Data for review ->
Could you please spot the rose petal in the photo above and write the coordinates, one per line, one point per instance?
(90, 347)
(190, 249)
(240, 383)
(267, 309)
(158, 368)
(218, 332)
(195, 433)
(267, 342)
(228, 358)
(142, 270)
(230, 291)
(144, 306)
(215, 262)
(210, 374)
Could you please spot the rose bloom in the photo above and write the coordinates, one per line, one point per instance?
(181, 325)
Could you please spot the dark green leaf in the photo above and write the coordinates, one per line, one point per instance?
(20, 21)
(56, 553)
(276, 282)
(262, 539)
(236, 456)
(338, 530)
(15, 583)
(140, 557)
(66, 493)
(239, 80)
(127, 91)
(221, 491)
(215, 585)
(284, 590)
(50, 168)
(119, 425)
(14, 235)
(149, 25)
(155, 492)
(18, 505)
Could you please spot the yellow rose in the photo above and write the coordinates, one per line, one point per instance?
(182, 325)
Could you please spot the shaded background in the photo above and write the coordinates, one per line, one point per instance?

Task instructions ->
Every record needs to be written out again, exactly as it was given.

Finished exercise ->
Could you please spot the rose petal in the photo above and write the coordinates, one per line, one point per instance?
(90, 347)
(190, 249)
(240, 383)
(267, 309)
(158, 368)
(218, 332)
(195, 433)
(267, 342)
(228, 358)
(142, 270)
(230, 291)
(144, 306)
(215, 262)
(210, 374)
Could you please spot the rose bloom in the photo above and write the coordinates, one per line, one point per instance?
(181, 325)
Could you please spot the dark green leaf in the photo above and write the coordinates, one per line, one point per instance?
(20, 21)
(56, 553)
(276, 282)
(262, 539)
(236, 456)
(338, 530)
(15, 583)
(140, 557)
(66, 493)
(239, 80)
(127, 91)
(221, 491)
(215, 585)
(284, 590)
(50, 168)
(119, 425)
(14, 235)
(149, 25)
(155, 492)
(18, 505)
Could you please spot the yellow rose in the photo above and write the coordinates, one per line, one point per instance?
(182, 325)
Could you please spot the shaded background in the photo above and write the coordinates, one per line, one point per instance?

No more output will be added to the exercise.